Arrange every line of the data below as a numbered list, leaving out any blank lines.

--- begin Material provided ---

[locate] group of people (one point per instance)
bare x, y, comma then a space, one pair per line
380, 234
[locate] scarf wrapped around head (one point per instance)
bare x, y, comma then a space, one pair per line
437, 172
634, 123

--- end Material provided ---

* Response to this exercise *
1. [locate] group of people (one point per instance)
2. bare x, y, comma then a space, one pair per line
3. 380, 234
4. [locate] scarf wrapped around head (one point per instance)
5. bare x, y, comma then a space, one pair per line
6. 437, 172
7. 634, 123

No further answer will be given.